What needs to be done
Copy down every line of the data below word for word, leaving out the pictures.
↓
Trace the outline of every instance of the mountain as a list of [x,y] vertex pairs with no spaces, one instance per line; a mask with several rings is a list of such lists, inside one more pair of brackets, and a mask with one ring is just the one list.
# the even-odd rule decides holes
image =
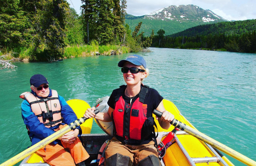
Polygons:
[[127,14],[125,16],[125,23],[132,31],[142,21],[139,33],[144,32],[145,36],[149,35],[152,29],[155,34],[164,29],[165,35],[168,35],[200,25],[227,21],[210,10],[193,5],[172,5],[142,16]]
↑
Task solution
Trace the outline of every instance of the mountain as a list of [x,y] vertex pairs with no spaces, one instance per line; a mask with several rings is a list of such lists, inside one more pair of brackets, and a mask with one ring is just the one list.
# the even-odd rule decides holes
image =
Polygons:
[[127,14],[125,16],[125,23],[132,31],[142,21],[139,33],[144,32],[145,36],[149,35],[152,29],[155,34],[164,29],[165,35],[168,35],[200,25],[227,21],[210,10],[193,5],[172,5],[142,16]]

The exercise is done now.